EXERCISE BRIEF =>
Count the lines in the listing below that contain the word "framed", and reply with only the number.

INFORMATION SUPPLIED =>
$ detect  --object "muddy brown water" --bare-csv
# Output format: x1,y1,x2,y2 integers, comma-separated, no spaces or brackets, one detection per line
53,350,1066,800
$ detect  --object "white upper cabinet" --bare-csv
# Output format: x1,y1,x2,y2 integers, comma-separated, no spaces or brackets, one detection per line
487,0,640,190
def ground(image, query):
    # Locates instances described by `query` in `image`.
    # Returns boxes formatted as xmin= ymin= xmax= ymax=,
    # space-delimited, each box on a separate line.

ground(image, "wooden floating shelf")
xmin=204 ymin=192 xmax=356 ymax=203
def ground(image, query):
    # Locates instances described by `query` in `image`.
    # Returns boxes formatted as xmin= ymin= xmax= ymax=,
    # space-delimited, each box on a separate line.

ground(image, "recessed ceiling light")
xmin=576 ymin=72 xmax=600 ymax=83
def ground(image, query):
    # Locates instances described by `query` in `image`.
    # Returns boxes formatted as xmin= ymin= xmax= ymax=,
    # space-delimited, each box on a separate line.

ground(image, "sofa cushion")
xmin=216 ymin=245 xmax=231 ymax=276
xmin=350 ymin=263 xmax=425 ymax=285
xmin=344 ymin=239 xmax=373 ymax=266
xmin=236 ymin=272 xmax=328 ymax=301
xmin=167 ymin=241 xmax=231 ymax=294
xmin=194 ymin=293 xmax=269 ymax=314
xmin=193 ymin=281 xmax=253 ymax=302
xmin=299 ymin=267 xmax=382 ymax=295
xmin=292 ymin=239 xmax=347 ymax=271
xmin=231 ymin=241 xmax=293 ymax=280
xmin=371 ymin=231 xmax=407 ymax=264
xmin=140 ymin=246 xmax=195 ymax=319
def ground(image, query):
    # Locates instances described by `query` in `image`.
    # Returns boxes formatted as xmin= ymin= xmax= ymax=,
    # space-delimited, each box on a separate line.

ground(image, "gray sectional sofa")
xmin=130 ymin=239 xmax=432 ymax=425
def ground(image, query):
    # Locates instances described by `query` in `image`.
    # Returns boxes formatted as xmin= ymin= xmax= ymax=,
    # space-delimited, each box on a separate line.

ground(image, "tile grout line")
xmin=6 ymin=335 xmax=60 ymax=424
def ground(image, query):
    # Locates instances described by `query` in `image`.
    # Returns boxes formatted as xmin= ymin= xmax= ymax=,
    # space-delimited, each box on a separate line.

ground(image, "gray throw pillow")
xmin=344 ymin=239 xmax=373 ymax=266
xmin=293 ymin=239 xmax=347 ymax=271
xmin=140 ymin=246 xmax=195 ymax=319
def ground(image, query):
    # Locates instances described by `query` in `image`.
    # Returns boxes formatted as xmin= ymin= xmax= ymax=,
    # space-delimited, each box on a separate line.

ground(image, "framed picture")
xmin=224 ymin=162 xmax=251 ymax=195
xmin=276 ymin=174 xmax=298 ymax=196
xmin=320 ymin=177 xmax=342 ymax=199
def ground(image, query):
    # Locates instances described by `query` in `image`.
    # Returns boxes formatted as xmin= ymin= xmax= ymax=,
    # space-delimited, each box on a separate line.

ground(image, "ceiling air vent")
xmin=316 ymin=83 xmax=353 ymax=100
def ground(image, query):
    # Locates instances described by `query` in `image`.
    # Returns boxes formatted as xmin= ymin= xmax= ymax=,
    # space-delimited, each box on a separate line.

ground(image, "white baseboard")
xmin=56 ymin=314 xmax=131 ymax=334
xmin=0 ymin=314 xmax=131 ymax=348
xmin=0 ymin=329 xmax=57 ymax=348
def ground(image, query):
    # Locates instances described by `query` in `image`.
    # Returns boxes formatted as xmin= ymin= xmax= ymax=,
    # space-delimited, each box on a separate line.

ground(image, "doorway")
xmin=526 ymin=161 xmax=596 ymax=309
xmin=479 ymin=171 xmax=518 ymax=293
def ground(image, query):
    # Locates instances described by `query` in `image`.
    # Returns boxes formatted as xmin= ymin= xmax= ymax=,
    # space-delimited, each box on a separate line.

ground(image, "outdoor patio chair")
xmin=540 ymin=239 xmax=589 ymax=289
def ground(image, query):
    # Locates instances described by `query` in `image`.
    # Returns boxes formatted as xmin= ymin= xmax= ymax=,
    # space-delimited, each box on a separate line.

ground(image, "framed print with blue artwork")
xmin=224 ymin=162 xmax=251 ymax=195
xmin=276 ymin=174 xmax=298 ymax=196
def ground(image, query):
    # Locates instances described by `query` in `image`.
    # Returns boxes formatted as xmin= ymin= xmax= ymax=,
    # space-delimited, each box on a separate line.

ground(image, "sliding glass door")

RESULT OF THE TASK =>
2